> Exercise description
From the article on Spark and Flink below, set down word for word the passage that starts at "Written by alibabatech" and stops after "Alibaba’s Flink series.".

> Selected text
:::

In Search of Data Dominance: Spark Versus Flink

Written by alibabatech | Published 2018/11/02
Tech Story Tags: big-data | computing | spark | data-analysis | apache-flink

TLDRvia the TL;DR App

Meet the powerhouse data processing engines dueling to define the next era in big data

This article is part of Alibaba’s Flink series.

When it comes to big data, there’s no avoiding the importance of stream computing and the powerful analytics it enables in real time. It also goes that when it comes to stream computing, there’s no avoiding the field’s two most powerful data processing engines: Spark and Flink.

Fast-rising in popularity since 2014, Apache Spark exceeds predecessor Hadoop MapReduce’s performance by triple-digit factors in some cases, offering a unified engine with support for all common data processing scenarios like batch processing, stream processing, interactive query, and machine learning. With its high performance and comprehensive scenario support, it has continued to hold favor with its early adopters in big data development.  Shortly after Spark’s appearance, Apache Flink started to enter the public view as an outside challenger before becoming widely known around 2016. Where early Spark users faced usability issues in scenarios like real-time stream processing, Flink offered a superior stream processing engine with support for a wide range of scenarios, as well as other advantages.

Throughout their brief rivalry, Spark has continued to optimize its real-time streaming capabilities, with version 2.3 (released in February) introducing a continuous processing model that reduces stream processing latency to milliseconds. Flink likewise presents a formidable innovator and it remains to be seen which of the two frameworks will ultimately prevail to define the next generation of big data computing.   With a comprehensive analysis of their respective technologies and uses, this article should help to shed light on the question.

:::

> Given material
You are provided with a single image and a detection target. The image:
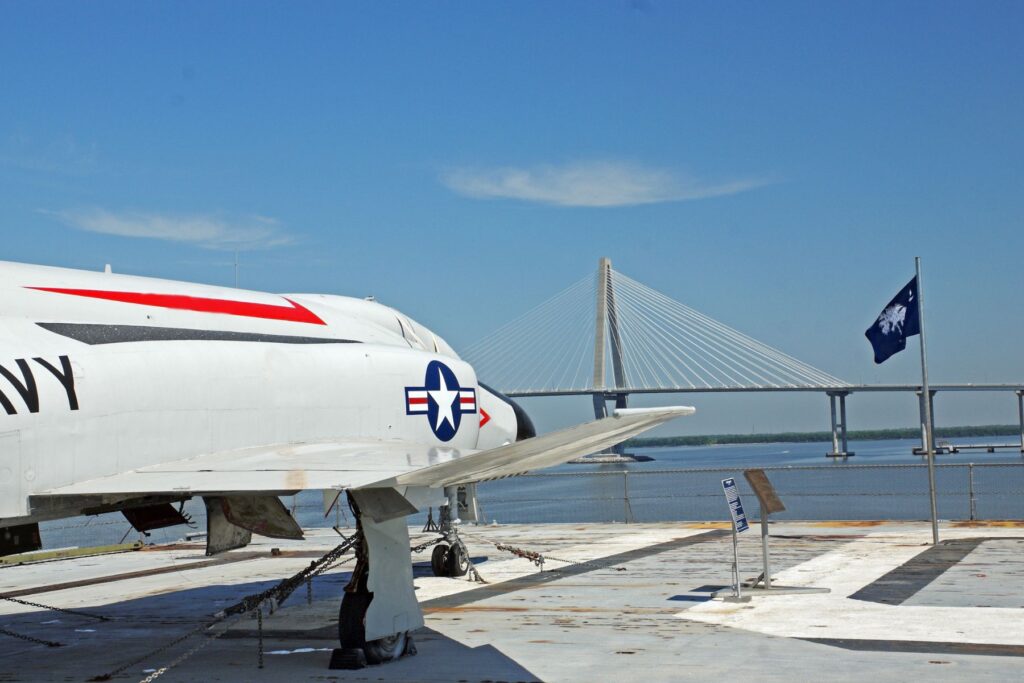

:::

> Task response
Written by alibabatech | Published 2018/11/02
Tech Story Tags: big-data | computing | spark | data-analysis | apache-flink

TLDRvia the TL;DR App

Meet the powerhouse data processing engines dueling to define the next era in big data

This article is part of Alibaba’s Flink series.